• What to work on
Give back, word for word, every line from the one containing "the dark wood" to the end of the listing, and nothing more.

• Data records
Segment Open
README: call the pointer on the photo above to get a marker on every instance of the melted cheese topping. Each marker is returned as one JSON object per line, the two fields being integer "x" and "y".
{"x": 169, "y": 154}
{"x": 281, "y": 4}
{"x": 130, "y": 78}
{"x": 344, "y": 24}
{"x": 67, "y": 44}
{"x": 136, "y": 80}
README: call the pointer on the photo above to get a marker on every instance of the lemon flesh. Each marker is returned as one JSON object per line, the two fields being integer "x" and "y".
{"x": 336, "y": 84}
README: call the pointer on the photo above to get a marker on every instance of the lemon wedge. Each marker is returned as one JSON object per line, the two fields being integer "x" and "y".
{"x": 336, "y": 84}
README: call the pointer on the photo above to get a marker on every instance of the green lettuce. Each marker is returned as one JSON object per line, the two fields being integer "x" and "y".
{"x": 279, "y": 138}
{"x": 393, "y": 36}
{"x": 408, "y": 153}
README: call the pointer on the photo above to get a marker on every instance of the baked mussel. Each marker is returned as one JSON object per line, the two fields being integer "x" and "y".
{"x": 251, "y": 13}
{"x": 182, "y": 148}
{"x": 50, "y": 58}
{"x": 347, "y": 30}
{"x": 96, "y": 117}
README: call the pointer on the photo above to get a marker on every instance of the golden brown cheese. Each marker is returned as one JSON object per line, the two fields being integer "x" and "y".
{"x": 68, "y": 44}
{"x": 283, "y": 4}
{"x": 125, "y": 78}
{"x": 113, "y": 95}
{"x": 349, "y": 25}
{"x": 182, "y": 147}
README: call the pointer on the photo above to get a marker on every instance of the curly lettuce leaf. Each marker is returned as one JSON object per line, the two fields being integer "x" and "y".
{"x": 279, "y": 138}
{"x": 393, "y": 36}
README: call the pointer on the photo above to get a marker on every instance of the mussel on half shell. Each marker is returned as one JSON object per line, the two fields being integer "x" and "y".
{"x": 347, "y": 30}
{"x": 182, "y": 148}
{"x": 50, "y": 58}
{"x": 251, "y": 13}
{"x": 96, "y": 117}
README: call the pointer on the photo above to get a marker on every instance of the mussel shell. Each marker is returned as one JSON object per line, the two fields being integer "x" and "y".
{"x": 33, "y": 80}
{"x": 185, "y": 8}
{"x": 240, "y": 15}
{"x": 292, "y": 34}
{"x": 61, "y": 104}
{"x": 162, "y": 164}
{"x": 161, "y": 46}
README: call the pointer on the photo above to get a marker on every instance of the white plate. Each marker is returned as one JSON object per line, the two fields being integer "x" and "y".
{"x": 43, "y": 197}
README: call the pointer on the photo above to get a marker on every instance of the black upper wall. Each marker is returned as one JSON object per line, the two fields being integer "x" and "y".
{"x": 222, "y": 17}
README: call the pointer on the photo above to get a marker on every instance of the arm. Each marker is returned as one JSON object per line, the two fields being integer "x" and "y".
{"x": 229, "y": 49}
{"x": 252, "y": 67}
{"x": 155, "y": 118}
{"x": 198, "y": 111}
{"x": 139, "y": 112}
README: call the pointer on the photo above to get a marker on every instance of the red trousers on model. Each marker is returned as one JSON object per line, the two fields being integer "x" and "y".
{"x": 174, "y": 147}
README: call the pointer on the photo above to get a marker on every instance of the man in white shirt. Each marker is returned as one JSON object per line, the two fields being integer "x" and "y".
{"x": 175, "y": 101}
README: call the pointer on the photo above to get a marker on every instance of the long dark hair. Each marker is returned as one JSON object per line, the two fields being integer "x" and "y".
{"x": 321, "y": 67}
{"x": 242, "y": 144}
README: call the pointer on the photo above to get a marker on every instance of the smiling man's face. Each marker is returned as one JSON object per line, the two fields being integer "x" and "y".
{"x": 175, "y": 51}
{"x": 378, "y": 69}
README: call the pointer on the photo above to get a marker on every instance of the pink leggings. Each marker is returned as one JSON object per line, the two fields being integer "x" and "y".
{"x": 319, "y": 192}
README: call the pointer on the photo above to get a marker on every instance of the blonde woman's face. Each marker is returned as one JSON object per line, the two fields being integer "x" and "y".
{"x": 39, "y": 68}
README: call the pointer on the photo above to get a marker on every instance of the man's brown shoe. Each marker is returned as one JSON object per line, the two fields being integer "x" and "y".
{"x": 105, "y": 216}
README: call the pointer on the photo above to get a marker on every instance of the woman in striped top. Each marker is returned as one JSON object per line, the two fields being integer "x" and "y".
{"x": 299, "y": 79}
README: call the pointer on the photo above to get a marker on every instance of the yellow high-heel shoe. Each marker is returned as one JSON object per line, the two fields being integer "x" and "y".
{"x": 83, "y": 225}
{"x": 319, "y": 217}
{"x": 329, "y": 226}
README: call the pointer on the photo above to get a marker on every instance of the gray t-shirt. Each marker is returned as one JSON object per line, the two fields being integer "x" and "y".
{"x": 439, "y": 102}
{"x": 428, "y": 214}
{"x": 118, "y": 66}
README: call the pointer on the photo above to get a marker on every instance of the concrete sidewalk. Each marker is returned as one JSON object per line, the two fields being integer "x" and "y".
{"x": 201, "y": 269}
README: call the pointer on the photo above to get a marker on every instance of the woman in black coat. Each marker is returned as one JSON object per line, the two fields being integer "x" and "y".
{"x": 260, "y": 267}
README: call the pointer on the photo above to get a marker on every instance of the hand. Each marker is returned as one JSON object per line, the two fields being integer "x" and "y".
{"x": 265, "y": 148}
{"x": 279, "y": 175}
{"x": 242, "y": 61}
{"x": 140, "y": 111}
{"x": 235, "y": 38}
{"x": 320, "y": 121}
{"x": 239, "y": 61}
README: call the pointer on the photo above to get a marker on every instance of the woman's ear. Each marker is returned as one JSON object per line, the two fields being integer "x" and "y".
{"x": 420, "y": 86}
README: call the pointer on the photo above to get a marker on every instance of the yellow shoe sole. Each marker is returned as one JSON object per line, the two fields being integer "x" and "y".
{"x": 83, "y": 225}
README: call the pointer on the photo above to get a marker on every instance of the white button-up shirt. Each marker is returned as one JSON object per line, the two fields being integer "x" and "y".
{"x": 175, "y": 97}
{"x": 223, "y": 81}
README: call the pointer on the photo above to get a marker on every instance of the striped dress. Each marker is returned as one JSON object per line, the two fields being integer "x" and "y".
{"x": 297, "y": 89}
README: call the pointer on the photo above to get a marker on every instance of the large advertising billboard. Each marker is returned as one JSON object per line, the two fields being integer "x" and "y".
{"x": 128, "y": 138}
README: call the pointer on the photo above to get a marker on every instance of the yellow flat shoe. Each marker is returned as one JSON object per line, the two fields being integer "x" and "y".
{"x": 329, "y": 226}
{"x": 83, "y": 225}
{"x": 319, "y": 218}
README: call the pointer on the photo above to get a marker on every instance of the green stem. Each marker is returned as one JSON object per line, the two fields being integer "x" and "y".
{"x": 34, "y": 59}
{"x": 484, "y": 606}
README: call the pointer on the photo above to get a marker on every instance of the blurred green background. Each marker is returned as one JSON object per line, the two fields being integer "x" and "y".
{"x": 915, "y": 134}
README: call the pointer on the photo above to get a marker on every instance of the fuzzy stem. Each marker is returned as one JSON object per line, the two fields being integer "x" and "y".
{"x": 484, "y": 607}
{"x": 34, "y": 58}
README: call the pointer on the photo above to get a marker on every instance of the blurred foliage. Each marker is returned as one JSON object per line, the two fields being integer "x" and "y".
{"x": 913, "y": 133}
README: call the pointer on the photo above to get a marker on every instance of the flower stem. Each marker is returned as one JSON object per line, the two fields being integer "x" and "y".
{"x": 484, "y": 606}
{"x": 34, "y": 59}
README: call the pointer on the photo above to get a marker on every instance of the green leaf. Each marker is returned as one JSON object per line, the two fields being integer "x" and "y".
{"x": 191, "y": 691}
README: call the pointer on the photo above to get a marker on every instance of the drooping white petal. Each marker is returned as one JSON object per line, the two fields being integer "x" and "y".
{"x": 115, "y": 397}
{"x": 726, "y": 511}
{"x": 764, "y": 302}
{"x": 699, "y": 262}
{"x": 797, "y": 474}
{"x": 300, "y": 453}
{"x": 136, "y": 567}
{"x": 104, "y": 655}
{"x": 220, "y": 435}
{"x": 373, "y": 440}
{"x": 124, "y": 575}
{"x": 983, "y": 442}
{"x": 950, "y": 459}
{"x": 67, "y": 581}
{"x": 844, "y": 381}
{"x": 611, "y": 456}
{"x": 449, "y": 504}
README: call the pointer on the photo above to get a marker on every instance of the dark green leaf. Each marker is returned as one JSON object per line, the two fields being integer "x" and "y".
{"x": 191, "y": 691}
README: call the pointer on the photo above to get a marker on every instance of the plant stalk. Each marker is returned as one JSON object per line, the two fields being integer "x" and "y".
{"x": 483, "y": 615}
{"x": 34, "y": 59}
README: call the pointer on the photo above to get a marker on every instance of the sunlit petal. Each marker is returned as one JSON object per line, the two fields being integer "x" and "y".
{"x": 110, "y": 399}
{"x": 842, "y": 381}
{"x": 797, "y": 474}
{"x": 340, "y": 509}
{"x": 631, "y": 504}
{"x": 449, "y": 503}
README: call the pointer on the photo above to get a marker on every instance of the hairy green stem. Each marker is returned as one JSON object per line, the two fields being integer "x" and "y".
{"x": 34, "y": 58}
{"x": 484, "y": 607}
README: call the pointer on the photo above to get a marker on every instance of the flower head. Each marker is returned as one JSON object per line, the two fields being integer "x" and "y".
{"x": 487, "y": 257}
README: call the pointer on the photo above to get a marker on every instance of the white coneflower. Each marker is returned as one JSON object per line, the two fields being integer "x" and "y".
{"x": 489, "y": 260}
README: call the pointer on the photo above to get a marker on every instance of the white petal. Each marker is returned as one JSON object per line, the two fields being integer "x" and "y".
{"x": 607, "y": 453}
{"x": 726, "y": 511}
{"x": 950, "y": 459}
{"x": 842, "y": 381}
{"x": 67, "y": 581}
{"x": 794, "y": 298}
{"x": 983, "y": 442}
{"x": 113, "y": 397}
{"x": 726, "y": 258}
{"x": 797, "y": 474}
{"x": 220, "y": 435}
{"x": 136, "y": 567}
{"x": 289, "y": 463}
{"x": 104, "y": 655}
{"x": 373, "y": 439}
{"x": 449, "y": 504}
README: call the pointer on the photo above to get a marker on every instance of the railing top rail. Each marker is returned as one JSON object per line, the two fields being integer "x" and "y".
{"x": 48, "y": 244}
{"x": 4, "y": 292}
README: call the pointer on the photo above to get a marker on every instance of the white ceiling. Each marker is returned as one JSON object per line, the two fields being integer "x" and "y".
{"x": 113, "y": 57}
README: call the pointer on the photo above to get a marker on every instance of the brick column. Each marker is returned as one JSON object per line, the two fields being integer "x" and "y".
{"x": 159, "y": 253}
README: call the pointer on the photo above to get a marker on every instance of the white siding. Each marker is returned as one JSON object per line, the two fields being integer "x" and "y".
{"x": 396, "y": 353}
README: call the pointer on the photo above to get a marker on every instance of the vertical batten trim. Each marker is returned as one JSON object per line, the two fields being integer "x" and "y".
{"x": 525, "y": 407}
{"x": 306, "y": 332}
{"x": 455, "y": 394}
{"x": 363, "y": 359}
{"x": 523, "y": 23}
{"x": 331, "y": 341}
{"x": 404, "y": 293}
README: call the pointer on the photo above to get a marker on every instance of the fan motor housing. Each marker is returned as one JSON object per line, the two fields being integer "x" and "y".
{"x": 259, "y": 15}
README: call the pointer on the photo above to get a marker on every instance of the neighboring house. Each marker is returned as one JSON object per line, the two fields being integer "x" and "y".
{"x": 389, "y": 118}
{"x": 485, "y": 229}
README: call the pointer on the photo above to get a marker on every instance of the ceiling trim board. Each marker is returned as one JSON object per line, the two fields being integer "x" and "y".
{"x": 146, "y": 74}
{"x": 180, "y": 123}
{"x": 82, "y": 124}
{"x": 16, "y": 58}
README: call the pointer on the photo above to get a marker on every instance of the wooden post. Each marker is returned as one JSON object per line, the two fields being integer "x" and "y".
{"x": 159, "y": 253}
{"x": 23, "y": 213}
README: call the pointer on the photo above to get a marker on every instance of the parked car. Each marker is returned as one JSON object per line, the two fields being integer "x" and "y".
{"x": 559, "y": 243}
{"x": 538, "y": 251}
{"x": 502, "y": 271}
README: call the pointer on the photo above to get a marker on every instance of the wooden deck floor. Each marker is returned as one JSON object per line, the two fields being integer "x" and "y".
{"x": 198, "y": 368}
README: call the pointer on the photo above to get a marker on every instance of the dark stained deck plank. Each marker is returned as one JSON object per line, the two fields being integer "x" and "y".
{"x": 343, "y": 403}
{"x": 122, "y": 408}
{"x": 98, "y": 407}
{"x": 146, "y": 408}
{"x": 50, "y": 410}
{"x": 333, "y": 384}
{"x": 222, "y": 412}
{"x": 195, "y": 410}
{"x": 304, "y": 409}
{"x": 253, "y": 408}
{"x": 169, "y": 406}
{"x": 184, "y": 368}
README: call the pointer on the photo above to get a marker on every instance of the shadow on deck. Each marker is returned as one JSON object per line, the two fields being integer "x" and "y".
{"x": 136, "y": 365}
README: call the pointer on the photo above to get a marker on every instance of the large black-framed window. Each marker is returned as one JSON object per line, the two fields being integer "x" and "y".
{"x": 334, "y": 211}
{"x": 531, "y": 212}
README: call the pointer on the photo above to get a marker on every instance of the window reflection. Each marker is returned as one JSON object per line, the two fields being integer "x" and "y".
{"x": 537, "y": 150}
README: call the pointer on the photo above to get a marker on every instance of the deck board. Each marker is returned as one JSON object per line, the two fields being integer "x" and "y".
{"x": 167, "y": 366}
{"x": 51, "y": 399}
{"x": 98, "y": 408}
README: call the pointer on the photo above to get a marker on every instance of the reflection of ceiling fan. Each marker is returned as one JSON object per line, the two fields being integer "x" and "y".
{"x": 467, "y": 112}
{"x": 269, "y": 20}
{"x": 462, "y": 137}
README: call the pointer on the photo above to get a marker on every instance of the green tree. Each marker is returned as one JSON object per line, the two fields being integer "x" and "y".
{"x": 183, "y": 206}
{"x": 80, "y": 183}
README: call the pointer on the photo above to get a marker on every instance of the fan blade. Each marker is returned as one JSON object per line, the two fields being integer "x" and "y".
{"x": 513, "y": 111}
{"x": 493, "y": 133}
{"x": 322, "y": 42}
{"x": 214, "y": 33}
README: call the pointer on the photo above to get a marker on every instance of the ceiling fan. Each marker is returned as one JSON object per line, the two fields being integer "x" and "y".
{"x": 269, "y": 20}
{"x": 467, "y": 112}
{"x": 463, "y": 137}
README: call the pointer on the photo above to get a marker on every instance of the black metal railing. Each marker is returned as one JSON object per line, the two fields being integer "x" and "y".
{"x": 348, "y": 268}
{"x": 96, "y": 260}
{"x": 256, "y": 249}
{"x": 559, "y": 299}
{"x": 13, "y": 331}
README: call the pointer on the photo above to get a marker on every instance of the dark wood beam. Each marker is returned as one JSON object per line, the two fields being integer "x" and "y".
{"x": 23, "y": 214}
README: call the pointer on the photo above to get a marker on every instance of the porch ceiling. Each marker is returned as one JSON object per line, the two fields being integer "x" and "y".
Segment Closed
• Solution to this task
README: call the pointer on the photo above to get a marker on every instance of the dark wood beam. Each marker is returned as one JSON object per line, the two fields being integer "x" and "y".
{"x": 23, "y": 214}
README: call the pointer on the photo above to get a marker on every instance of the porch ceiling. Each marker is returned as one JSON object per line, the two fields being integer "x" and "y".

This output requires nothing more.